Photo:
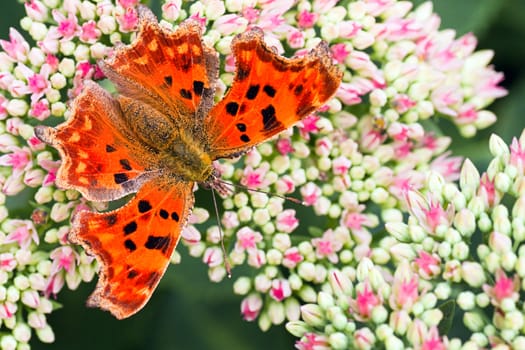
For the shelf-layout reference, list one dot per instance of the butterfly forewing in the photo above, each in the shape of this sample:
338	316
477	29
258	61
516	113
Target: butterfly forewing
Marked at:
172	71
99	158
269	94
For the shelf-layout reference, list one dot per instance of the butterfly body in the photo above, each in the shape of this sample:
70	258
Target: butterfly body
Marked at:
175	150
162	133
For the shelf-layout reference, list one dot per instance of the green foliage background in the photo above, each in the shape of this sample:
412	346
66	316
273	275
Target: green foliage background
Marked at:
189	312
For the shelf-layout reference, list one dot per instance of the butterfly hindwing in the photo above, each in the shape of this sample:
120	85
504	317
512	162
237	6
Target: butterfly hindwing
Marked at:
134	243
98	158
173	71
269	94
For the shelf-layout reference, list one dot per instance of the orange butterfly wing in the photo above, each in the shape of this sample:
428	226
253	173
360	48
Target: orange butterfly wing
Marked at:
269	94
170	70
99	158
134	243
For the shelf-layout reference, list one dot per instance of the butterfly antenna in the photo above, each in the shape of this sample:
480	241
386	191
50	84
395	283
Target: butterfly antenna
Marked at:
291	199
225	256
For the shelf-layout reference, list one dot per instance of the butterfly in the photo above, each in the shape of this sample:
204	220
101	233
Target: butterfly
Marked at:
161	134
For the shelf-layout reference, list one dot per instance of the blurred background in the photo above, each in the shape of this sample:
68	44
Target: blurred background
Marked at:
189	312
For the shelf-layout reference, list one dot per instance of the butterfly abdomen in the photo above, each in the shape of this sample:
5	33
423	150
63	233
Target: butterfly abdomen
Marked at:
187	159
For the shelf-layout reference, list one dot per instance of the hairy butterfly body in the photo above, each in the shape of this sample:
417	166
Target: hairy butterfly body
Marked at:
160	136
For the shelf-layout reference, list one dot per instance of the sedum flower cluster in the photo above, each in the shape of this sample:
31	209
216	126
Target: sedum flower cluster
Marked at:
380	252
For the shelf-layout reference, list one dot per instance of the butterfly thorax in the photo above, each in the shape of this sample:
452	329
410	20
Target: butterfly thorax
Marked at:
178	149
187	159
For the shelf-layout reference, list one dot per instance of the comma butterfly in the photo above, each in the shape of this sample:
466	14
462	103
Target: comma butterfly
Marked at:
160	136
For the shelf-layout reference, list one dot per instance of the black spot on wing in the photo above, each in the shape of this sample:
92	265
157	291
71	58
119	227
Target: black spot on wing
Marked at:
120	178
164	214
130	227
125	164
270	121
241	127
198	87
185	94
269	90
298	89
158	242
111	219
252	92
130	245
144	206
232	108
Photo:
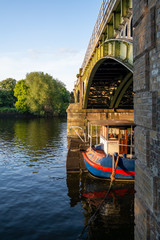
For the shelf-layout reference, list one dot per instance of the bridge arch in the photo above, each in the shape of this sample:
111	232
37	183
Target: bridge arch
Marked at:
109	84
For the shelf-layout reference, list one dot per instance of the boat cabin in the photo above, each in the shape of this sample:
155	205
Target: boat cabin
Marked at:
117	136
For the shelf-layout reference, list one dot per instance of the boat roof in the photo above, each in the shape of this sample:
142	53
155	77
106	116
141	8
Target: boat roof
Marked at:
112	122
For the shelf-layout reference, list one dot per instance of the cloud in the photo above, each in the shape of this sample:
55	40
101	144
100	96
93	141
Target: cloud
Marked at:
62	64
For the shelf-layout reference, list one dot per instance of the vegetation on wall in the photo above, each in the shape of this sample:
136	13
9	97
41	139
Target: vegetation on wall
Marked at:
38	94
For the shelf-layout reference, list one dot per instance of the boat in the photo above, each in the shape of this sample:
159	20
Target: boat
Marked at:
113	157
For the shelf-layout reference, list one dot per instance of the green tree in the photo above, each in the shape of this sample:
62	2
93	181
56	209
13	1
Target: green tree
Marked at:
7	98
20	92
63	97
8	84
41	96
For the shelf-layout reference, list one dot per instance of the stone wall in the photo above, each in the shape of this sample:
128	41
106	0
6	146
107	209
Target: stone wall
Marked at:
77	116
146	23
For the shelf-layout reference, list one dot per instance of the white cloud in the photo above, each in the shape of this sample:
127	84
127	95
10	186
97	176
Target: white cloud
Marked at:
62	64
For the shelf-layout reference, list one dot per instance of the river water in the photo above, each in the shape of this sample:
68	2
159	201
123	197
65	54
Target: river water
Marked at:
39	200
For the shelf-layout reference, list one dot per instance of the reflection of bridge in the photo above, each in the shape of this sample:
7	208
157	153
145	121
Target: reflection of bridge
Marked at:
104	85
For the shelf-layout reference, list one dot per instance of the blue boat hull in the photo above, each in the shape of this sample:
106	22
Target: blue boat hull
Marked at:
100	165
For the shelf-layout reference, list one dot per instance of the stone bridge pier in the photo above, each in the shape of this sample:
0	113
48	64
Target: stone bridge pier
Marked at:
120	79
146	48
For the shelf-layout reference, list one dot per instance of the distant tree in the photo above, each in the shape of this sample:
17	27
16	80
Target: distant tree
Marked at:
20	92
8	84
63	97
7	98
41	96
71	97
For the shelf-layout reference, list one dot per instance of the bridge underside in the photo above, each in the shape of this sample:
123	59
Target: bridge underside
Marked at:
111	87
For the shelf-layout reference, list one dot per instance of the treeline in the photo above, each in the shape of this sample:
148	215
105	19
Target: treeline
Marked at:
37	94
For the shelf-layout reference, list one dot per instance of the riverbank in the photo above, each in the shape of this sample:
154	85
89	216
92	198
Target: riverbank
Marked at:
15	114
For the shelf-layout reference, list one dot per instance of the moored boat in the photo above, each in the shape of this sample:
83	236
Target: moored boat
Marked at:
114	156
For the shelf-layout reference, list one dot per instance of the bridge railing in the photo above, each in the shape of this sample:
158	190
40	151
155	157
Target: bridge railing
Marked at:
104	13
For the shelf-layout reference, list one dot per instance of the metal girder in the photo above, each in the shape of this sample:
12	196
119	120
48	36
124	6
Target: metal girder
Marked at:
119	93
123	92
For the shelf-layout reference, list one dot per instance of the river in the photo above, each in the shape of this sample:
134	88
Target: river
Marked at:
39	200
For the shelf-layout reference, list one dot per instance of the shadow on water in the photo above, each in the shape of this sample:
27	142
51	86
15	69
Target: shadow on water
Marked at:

_ _ _

Arrange every line of the material above as a numbered list, leaving out blank lines and the pictures.

## Solved problem
1. Photo:
2. For the shelf-layout reference, list one dot per instance of the butterfly forewing in the photo above, each in the shape of this sample:
3. 338	316
4. 477	29
5. 258	61
6. 516	113
7. Target: butterfly forewing
8. Marked at:
9. 172	71
10. 99	158
11. 269	94
12. For the shelf-layout reference, list one dot per instance of the butterfly body in the photo above, each in the shape of this sample:
13. 70	258
14. Target: butterfly body
15. Marked at:
16. 175	150
17. 162	133
18. For the shelf-layout reference, list one dot per instance of the green foliage background in the photo above, each in the shape of this sample:
19. 412	346
20. 66	316
21. 273	275
22. Target: green foliage background
23. Marked at:
24. 189	312
25. For the shelf-layout reference, list one dot per instance of the butterfly hindwing in the photo above, each in the shape of this sample:
26. 120	85
27. 504	317
28. 512	162
29. 237	6
30. Target: butterfly hindwing
31. Marked at:
32. 134	243
33. 98	158
34. 173	71
35. 269	94
36. For the shelf-layout reference, list one dot per instance of the orange butterfly wing in the photo above, each in the shape of this sample:
37. 428	226
38. 253	173
39. 360	48
40. Target: orange butterfly wing
41. Marked at:
42. 269	94
43. 170	70
44. 99	158
45. 134	243
46. For the shelf-layout reference, list one dot per instance of the butterfly antenna in the photo above, each in the shape of this sample:
47. 480	241
48. 386	191
49. 50	84
50. 395	283
51. Target: butterfly antenna
52. Marked at:
53. 291	199
54. 225	256
55. For the shelf-layout reference, list one dot per instance of the butterfly in the photo above, each in the shape of this sample:
56. 204	220
57. 101	233
58. Target: butterfly
59. Marked at:
60. 161	134
61. For the shelf-layout reference, list one dot per instance of the blurred background in the photo above, each in the shape of this sample:
62. 68	44
63. Target: blurred background
64. Marked at:
65. 189	312
66. For the shelf-layout reference, list one dot per instance of the butterfly abdomen in the photo above, each in the shape of this sample:
67. 5	33
68. 423	150
69. 63	233
70. Target: butterfly abdomen
71. Marked at:
72. 187	159
73. For the shelf-layout reference, list one dot per instance of the hairy butterfly body in the photo above, each in the shape of this sample:
74. 417	166
75. Target: hairy butterfly body
76. Marked at:
77. 160	136
78. For the shelf-layout reference, list one dot per instance of the sedum flower cluster in the photo above, each in the shape of this sample:
79. 31	209
80. 216	126
81. Target: sedum flower cluster
82. Marked at:
83. 380	252
84. For the shelf-layout reference, list one dot per instance of the butterfly thorax in the photo above, each in the shape of this sample:
85. 452	329
86. 410	20
87. Target: butterfly thorax
88. Marked at:
89. 178	149
90. 187	159
91. For the shelf-layout reference, list one dot per instance of the comma butterfly in the photo above, each in the shape of this sample:
92. 466	14
93. 462	103
94. Target: comma butterfly
95. Marked at:
96. 160	136
97. For the shelf-layout reference, list one dot per instance of the black spot on wing in the photo above, each in the shape of this sample:
98. 92	265
99. 157	291
100. 71	58
101. 119	227
102. Target: black spot on wing
103. Marked at:
104. 120	178
105. 164	214
106. 130	227
107. 125	164
108. 270	121
109. 241	127
110. 198	87
111. 185	94
112. 269	90
113. 298	89
114. 158	242
115. 111	219
116. 252	92
117. 130	245
118. 144	206
119. 232	108
120. Photo:
121. For the shelf-layout reference, list one dot per instance of the bridge arch in the photo above, each in the shape of this sample:
122. 111	232
123. 37	183
124. Target: bridge arch
125. Marked at:
126. 109	84
127. For the shelf-layout reference, list one dot per instance of the boat cabin in the photo above, each in the shape of this sample:
128. 155	205
129. Target: boat cabin
130. Marked at:
131. 117	136
132. For the shelf-layout reference, list one dot per instance of the boat roof in the photo above, each in the shape of this sample:
133. 142	53
134. 155	77
135. 106	116
136. 141	8
137. Target: boat roof
138. Marked at:
139. 112	122
140. For the shelf-layout reference, list one dot per instance of the cloud in the photo above, each in the shape of this sample:
141. 55	40
142. 101	144
143. 100	96
144. 93	141
145. Target: cloud
146. Marked at:
147. 62	64
148. For the shelf-layout reference, list one dot per instance of the vegetation on wall in the photo above, each in the shape of this sample:
149. 136	13
150. 9	97
151. 41	139
152. Target: vegetation on wall
153. Marked at:
154. 38	94
155. For the shelf-layout reference, list one dot per instance of the boat in the photo above, each in the shape of this sample:
156. 159	20
157. Target: boat
158. Marked at:
159. 113	157
160. For the shelf-layout reference, list one dot per instance of the green tree in the photo above, each in the shape of this sample:
161. 62	2
162. 93	181
163. 56	209
164. 13	1
165. Target: green tree
166. Marked at:
167. 7	98
168. 20	92
169. 63	97
170. 8	84
171. 41	96
172. For the shelf-layout reference, list one dot per instance of the stone wall in the photo above, each in the shape of this sample:
173. 128	41
174. 106	0
175. 6	146
176. 107	209
177. Target: stone wall
178. Marked at:
179. 77	116
180. 146	23
181. For the shelf-layout reference, list one dot per instance of the white cloud in the photo above, each in the shape of this sample:
182. 127	84
183. 127	95
184. 10	186
185. 97	176
186. Target: white cloud
187. Marked at:
188. 62	64
189. For the shelf-layout reference, list one dot per instance of the river water in the photo above, each in the shape of this sample:
190. 68	2
191. 159	201
192. 123	197
193. 65	54
194. Target: river water
195. Marked at:
196. 39	200
197. For the shelf-layout reference, list one dot per instance of the reflection of bridge in the photo above, each in the shape of this sample:
198. 7	208
199. 157	153
200. 145	121
201. Target: reflection of bridge
202. Marked at:
203. 104	85
204. For the shelf-layout reference, list one dot per instance of the blue boat hull in the photo above, each in the shape of this sample:
205. 106	22
206. Target: blue boat hull
207. Marked at:
208. 100	165
209. For the shelf-layout reference, list one dot per instance of the stone bridge pier in the photo above, each in the shape of this sample:
210. 0	113
211. 48	64
212. Target: stone bridge pier
213. Marked at:
214. 120	79
215. 146	48
216. For the shelf-layout reference, list one dot per instance of the distant tree in the photo above, each in the shape of this sample:
217. 17	27
218. 16	80
219. Target: distant tree
220. Marked at:
221. 20	92
222. 8	84
223. 63	97
224. 7	98
225. 41	96
226. 71	97
227. For the shelf-layout reference, list one dot per instance of the bridge underside in the photo above, each in the shape of this sample:
228. 123	59
229. Target: bridge underside
230. Marked at:
231. 111	87
232. For the shelf-layout reference, list one dot per instance of the treeline in the photo above, each in the shape of this sample:
233. 148	215
234. 105	19
235. Target: treeline
236. Marked at:
237. 37	94
238. For the shelf-layout reference, list one dot per instance of the riverbank in the photo above, each in the shape of this sample:
239. 154	85
240. 89	216
241. 92	198
242. Target: riverbank
243. Marked at:
244. 15	114
245. For the shelf-layout reference, list one dot per instance of the moored boat in the photo above, each in the shape of this sample:
246. 83	236
247. Target: moored boat
248. Marked at:
249. 114	156
250. For the shelf-layout reference, list one dot per instance of the bridge railing in the photo above, each in the shape of this sample:
251. 158	190
252. 40	151
253. 155	157
254. Target: bridge railing
255. Marked at:
256. 104	13
257. For the shelf-layout reference, list one dot per instance of the metal girder in the photo above, each in the shape of this sample:
258. 12	196
259. 119	120
260. 48	36
261. 124	6
262. Target: metal girder
263. Marked at:
264. 119	93
265. 123	92
266. For the shelf-layout reference, list one dot per instance of the river in the photo above, each in the shape of this sample:
267. 134	88
268. Target: river
269. Marked at:
270. 39	200
271. For the shelf-layout reference, list one dot per instance of the shadow on water in the photo above, each in the shape of this sample:
272. 27	142
273. 51	86
274. 15	69
275. Target: shadow on water
276. Marked at:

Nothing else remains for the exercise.